_Liste des tâches_
**A)** Dans le texte sur la mobilisation des étudiants lyonnais, à quel écrivain l'expression « l'éclat » est-elle attribuée ?
**B)** Recopiez le passage du texte sur la mobilisation des étudiants lyonnais, en commençant par « Depuis quelques semaines, les » et en allant jusqu'à « la rue, 1954). ».

_Texte à lire_

Depuis quelques semaines, les étudiants de Sciences Po Lyon, avec les autres étudiants lyonnais mobilisés, montrent pragmatiquement qu’une autre vie est possible. Ils ont, en un double sens éthique et esthétique, l’éclat, selon l’expression de l’écrivain David Goodis :

“Tout ce temps passé, c’était un pari sur l’avenir (...) Mais tant que les dés n’avaient pas cessé de rouler, il y avait toujours un certain éclat dans ce qu’ils faisaient. (...) Mais tant qu’il y avait un “peut-être“, il leur restait l’éclat” (La blonde au coin de la rue, 1954).

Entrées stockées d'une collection
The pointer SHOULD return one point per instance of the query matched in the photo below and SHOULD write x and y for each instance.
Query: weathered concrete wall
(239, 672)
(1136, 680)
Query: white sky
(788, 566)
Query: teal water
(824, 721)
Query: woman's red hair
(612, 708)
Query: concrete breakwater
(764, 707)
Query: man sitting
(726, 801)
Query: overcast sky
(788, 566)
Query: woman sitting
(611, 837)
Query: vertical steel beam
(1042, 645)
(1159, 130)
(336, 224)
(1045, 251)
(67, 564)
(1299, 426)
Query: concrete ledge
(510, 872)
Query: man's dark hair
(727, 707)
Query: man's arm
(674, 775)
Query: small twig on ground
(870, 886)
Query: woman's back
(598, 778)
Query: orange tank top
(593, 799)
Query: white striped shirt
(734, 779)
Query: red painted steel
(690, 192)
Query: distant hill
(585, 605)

==

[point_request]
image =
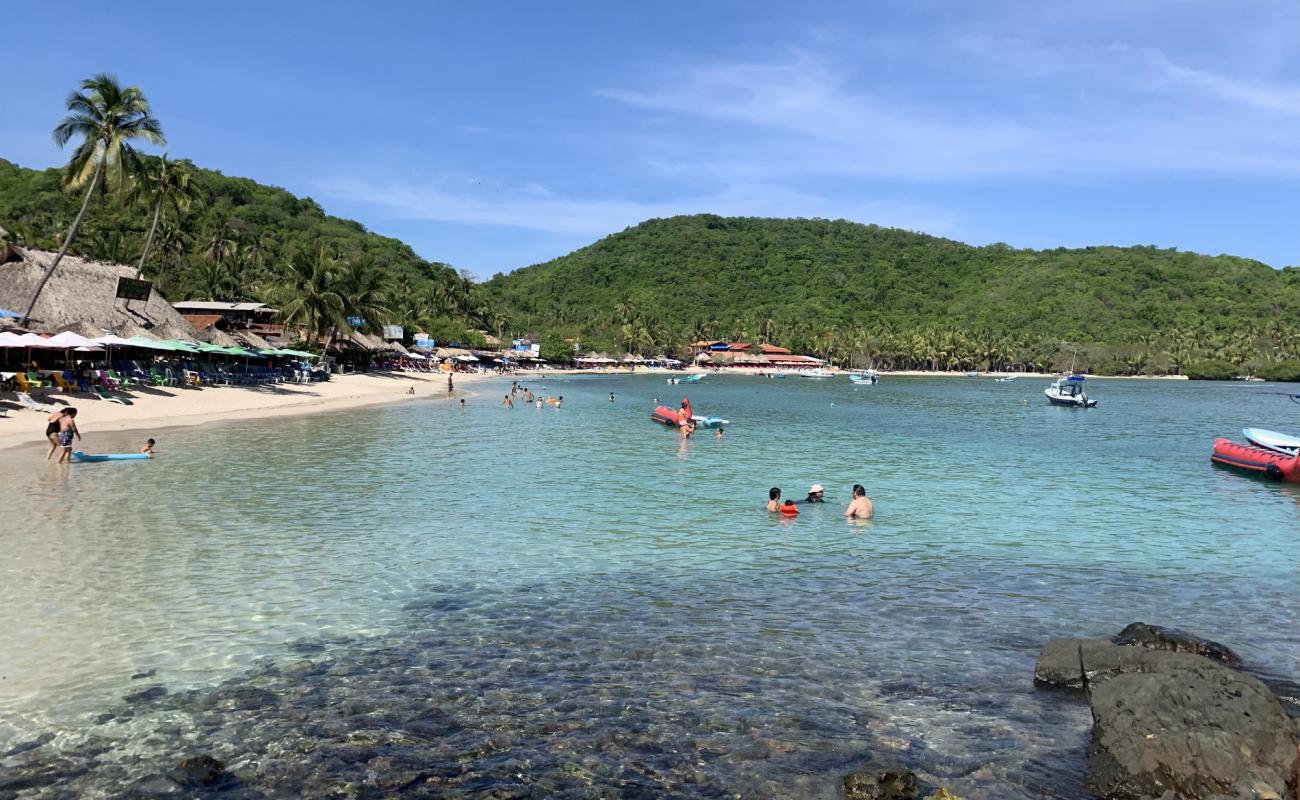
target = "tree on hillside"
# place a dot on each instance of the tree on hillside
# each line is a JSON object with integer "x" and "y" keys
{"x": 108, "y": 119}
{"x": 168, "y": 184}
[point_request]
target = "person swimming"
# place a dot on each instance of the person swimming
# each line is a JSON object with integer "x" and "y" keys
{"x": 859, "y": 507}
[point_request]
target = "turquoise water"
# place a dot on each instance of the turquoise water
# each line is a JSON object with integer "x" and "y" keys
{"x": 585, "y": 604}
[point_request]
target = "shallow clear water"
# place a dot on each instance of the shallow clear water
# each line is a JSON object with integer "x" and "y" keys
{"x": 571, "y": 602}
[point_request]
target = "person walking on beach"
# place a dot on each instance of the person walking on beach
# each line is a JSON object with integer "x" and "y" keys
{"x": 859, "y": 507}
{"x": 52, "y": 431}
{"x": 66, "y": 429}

_Réponses par tâche_
**A)** À l'écrivain David Goodis.

**B)**
Depuis quelques semaines, les étudiants de Sciences Po Lyon, avec les autres étudiants lyonnais mobilisés, montrent pragmatiquement qu’une autre vie est possible. Ils ont, en un double sens éthique et esthétique, l’éclat, selon l’expression de l’écrivain David Goodis :

“Tout ce temps passé, c’était un pari sur l’avenir (...) Mais tant que les dés n’avaient pas cessé de rouler, il y avait toujours un certain éclat dans ce qu’ils faisaient. (...) Mais tant qu’il y avait un “peut-être“, il leur restait l’éclat” (La blonde au coin de la rue, 1954).